### CHALLENGE
Reproduce the data below word for word. Begin at the line that contains "of the athletic" and continue through the end of the data.

(Dataset rows)
--- START ---
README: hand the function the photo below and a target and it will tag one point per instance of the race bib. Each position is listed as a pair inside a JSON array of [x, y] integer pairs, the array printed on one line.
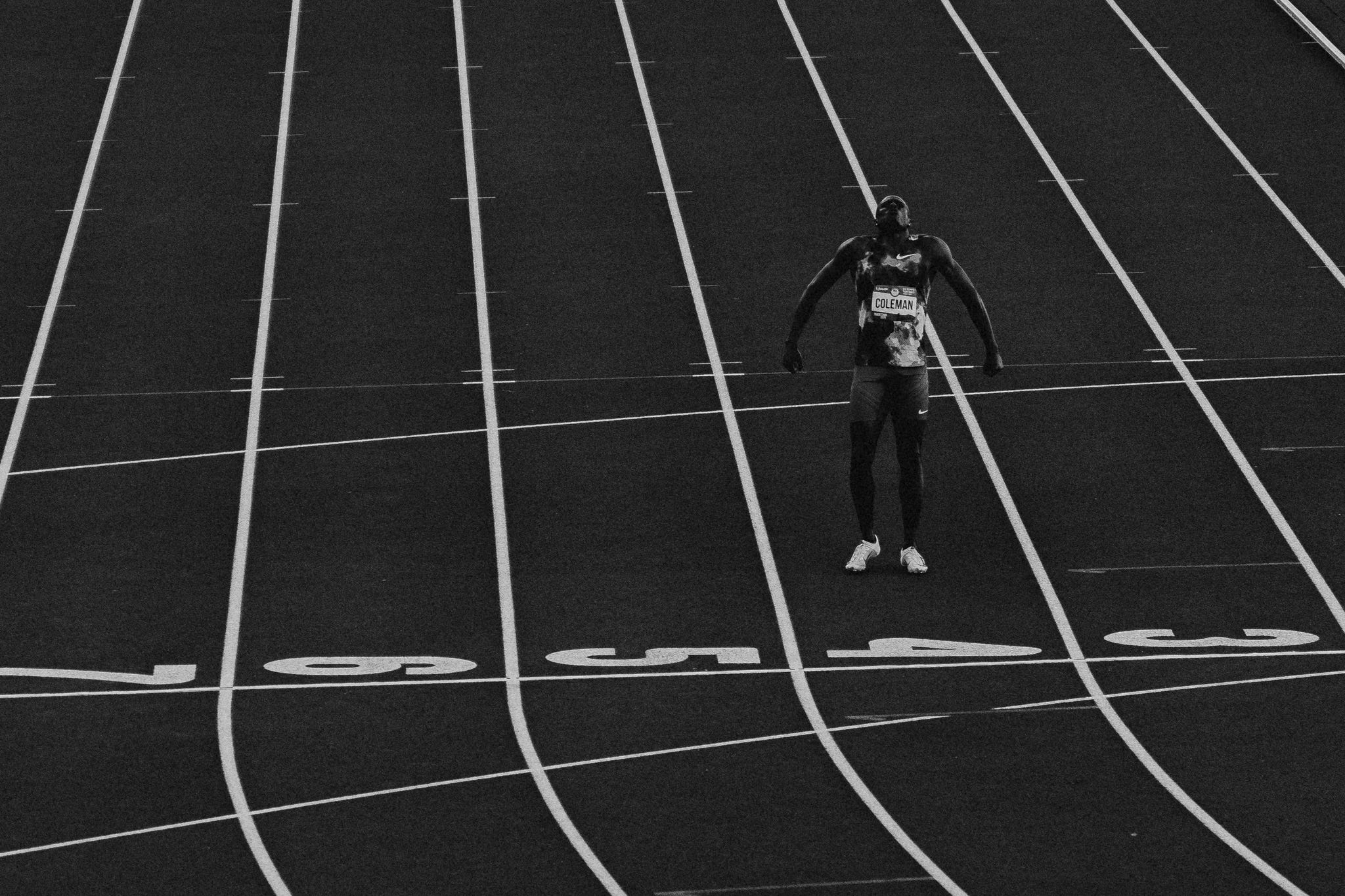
[[896, 304]]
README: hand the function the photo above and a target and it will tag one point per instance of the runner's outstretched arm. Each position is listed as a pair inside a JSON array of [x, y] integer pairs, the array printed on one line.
[[826, 278], [962, 285]]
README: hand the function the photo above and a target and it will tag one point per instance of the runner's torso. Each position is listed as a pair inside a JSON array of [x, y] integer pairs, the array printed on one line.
[[892, 289]]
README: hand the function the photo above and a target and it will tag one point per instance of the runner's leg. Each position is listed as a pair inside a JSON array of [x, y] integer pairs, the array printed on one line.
[[908, 425], [866, 418]]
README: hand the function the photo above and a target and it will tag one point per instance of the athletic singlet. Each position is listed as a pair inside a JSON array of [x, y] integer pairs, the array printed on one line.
[[893, 292]]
--- END ---
### SOLUTION TO THIS TASK
README: hand the function the photo above and a target and it will tag one point per instance of the athletic singlet. Each position is listed as a pair inside a JSON array of [x, y] integer pairs, the array printed on one line.
[[893, 292]]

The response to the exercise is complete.